In the Bordeaux blog post, about how long was the writer's daily tram commute to the language school?

## Supplied text
——————
Oberlin Blogs

Mon Voyage Magnifique à Bordeaux - Part 2

March 30, 2025

Evan Hamilton ’26

Salut ! (Hi!) Welcome back to reading about my experience traveling to France. This is a continuation of my last post about my Bordeaux host family, covering my learning experience at the French language school in the city, Alliance Française (French Alliance). 

As I lived in Eysines, a nearby suburb of Bordeaux, I had around a twenty-minute commute by tram to reach our language school each day, lengthened by my ten minutes to walk on either end. While this trip did mean I had to get up earlier to go to school, it was also a beautiful moment to enjoy in each of my days. Bordeaux, even toward the outskirts, is a city composed of picturesque storefronts and ornate stonework, which I would smile at the fascinating forms of as I headed into town. Sometimes I would be working on my homework for class while on the tram (since I would have gotten home late at night!). Other times, I might eat an orange to top off my waffle breakfast or sip my morning tea, but most of all, as I took the tram closer and closer to Bordeaux’s city center, I would observe its passengers.
——————
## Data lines

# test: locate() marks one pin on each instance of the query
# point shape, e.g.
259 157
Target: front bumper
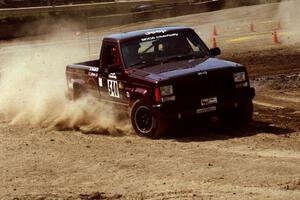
174 110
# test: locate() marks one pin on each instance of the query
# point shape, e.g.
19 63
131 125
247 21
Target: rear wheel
144 123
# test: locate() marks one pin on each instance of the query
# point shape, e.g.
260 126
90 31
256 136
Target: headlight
239 77
166 90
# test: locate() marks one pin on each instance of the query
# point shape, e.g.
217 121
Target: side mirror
215 51
114 68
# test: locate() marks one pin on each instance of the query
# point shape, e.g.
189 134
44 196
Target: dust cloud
287 14
33 86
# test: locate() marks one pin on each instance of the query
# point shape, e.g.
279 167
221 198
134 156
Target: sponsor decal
113 89
209 101
112 75
92 74
202 73
205 110
156 32
93 69
100 82
159 37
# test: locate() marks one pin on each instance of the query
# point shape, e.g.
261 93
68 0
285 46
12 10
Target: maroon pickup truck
161 75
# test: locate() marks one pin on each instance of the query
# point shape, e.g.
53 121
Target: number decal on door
113 89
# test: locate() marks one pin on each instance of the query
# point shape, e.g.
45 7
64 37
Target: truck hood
180 68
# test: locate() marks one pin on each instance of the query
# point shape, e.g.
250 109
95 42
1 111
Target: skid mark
267 104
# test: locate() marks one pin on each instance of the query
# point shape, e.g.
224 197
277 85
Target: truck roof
140 33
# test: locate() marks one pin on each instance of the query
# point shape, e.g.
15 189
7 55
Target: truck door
112 77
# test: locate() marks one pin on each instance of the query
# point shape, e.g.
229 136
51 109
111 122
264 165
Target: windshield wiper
138 63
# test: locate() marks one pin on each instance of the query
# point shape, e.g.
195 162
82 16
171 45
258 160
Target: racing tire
77 92
145 123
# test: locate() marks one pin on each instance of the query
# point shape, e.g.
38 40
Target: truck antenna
88 36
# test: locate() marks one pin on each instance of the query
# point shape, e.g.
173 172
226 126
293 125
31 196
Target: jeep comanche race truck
164 74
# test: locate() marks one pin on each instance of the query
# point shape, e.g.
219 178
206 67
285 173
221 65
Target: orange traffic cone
275 38
251 27
213 42
279 25
215 33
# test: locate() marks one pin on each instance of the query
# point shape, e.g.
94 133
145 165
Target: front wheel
144 123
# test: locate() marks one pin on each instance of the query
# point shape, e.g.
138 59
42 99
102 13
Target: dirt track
198 161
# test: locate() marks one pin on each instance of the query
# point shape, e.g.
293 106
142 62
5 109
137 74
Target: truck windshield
152 49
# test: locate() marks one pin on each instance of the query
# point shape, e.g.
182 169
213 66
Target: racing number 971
113 89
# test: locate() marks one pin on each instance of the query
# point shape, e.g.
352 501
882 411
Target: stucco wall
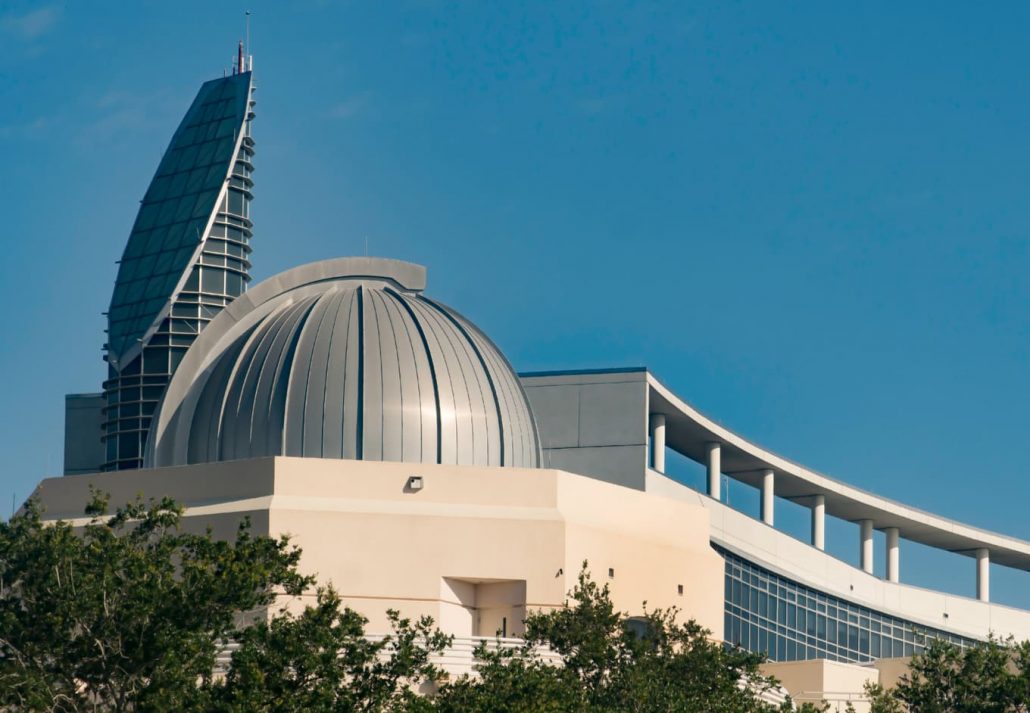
383 545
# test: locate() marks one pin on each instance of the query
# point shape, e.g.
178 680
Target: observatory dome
344 359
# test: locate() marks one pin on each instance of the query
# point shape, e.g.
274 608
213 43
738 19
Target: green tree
321 660
127 612
990 677
606 665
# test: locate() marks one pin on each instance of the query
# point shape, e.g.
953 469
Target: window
766 612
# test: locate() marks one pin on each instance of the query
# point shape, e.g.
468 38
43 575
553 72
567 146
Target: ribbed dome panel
347 368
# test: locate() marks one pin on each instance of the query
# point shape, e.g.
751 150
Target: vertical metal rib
428 358
486 371
359 439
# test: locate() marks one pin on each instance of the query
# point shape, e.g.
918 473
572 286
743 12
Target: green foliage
320 660
989 678
605 666
127 613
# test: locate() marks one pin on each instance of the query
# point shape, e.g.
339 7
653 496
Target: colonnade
817 504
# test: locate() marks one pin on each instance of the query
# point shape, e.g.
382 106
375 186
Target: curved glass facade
789 621
161 255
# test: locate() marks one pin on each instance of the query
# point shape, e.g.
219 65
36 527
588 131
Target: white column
768 496
984 574
893 554
715 470
658 442
865 544
819 521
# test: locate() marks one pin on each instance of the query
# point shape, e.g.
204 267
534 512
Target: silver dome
344 359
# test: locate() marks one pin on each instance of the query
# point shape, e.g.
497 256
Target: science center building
340 403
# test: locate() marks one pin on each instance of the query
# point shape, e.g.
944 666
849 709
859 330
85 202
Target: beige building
391 440
473 547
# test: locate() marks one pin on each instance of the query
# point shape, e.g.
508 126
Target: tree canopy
128 612
992 677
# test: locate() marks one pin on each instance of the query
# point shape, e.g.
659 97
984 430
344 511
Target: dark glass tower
187 257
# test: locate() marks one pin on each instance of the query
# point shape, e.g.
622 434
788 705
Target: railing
455 660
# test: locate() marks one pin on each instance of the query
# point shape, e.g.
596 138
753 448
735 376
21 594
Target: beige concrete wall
457 548
835 683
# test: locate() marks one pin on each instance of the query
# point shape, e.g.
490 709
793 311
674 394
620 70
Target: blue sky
810 219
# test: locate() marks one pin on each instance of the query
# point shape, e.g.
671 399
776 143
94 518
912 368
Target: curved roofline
688 432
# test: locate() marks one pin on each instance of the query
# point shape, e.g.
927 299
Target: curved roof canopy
344 359
176 213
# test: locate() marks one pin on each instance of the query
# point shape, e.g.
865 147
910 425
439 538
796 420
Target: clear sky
810 219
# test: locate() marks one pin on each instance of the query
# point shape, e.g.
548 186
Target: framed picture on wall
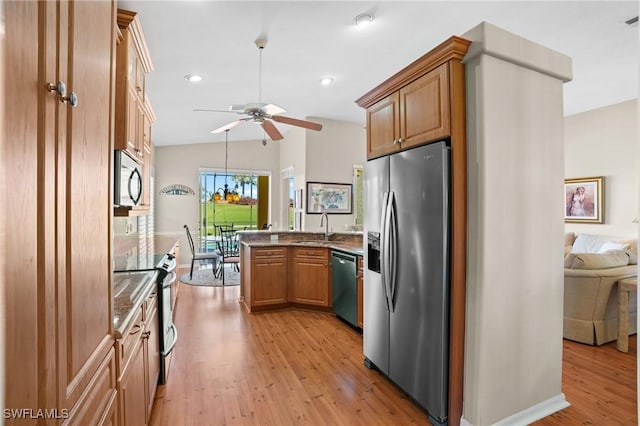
584 200
330 198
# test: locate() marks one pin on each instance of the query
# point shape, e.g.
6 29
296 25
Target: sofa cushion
587 243
613 245
610 259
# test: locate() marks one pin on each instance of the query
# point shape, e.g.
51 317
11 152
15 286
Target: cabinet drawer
150 303
130 339
265 253
319 253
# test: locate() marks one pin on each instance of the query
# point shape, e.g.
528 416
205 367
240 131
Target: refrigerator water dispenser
373 251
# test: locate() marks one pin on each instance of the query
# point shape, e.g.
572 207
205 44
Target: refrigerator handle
384 251
393 246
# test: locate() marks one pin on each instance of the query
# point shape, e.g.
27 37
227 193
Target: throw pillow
586 243
613 245
611 259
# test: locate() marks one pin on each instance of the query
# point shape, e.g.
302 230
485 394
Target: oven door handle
167 351
169 280
171 265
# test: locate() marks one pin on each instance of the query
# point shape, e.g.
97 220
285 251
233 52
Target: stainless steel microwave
127 188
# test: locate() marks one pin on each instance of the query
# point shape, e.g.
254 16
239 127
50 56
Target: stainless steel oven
168 331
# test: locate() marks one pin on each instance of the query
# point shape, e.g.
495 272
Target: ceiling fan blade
296 122
271 130
228 126
218 110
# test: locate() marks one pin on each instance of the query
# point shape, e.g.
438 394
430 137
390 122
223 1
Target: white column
513 348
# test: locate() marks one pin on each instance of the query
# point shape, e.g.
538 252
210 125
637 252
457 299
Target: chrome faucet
325 224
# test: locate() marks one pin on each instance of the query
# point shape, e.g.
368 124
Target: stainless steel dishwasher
343 281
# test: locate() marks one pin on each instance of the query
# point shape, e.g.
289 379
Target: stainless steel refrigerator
406 274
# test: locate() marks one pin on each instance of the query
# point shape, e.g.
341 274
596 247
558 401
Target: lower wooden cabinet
131 388
310 283
138 365
152 351
360 290
266 279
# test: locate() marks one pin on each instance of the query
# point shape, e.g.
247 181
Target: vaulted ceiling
309 40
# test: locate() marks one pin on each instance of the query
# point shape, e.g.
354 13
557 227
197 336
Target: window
241 210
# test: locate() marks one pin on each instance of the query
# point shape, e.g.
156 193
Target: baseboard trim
531 414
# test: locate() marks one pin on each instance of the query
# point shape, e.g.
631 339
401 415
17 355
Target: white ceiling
308 40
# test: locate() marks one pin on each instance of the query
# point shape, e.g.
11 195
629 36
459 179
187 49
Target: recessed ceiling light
193 78
362 20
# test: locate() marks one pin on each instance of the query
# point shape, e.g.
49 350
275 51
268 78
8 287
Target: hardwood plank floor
303 367
600 384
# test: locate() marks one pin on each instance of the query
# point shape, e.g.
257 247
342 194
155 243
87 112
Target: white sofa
593 267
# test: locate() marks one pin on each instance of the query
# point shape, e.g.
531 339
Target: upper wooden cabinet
57 289
423 103
413 107
133 62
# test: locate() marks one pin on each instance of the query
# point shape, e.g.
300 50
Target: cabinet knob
61 89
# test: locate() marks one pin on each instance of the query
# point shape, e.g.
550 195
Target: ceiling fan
261 113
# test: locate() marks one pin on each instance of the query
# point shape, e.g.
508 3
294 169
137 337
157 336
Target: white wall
605 142
513 342
292 154
330 156
181 164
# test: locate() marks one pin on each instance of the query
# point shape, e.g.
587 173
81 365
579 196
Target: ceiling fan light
362 20
193 78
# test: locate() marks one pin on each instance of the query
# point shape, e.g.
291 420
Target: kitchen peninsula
290 269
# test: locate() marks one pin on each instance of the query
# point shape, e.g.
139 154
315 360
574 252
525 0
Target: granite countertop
130 289
138 253
347 242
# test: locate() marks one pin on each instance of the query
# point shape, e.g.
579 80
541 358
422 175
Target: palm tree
243 180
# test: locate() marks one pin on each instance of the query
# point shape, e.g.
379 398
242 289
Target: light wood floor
302 367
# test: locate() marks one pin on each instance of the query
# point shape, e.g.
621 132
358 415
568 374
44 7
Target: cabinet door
360 289
132 124
310 277
424 108
152 356
132 390
383 124
84 201
269 281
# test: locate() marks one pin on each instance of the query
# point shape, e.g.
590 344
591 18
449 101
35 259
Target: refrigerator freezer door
376 314
419 180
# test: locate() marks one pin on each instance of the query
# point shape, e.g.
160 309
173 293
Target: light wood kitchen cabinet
133 115
133 63
429 107
131 369
310 283
266 278
138 364
415 114
360 290
58 317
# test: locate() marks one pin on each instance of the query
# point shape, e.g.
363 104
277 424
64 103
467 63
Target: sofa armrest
621 271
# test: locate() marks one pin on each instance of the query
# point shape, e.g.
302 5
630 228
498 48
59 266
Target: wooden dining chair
201 255
228 249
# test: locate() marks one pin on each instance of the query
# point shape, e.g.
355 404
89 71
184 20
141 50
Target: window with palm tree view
227 199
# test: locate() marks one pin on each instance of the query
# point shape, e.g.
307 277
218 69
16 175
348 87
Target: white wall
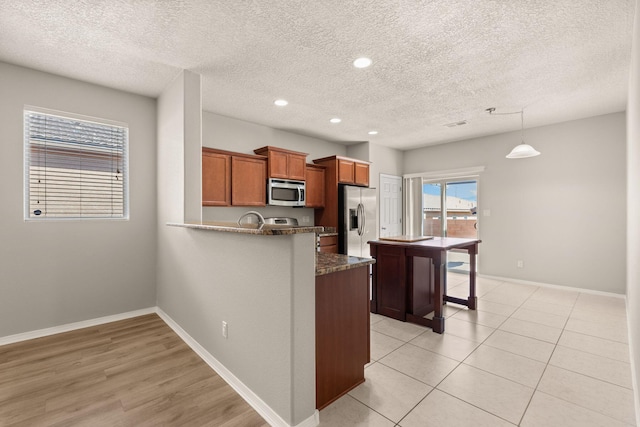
——————
## Full output
Around twenty minutes, plus about ten minutes of walking on either end.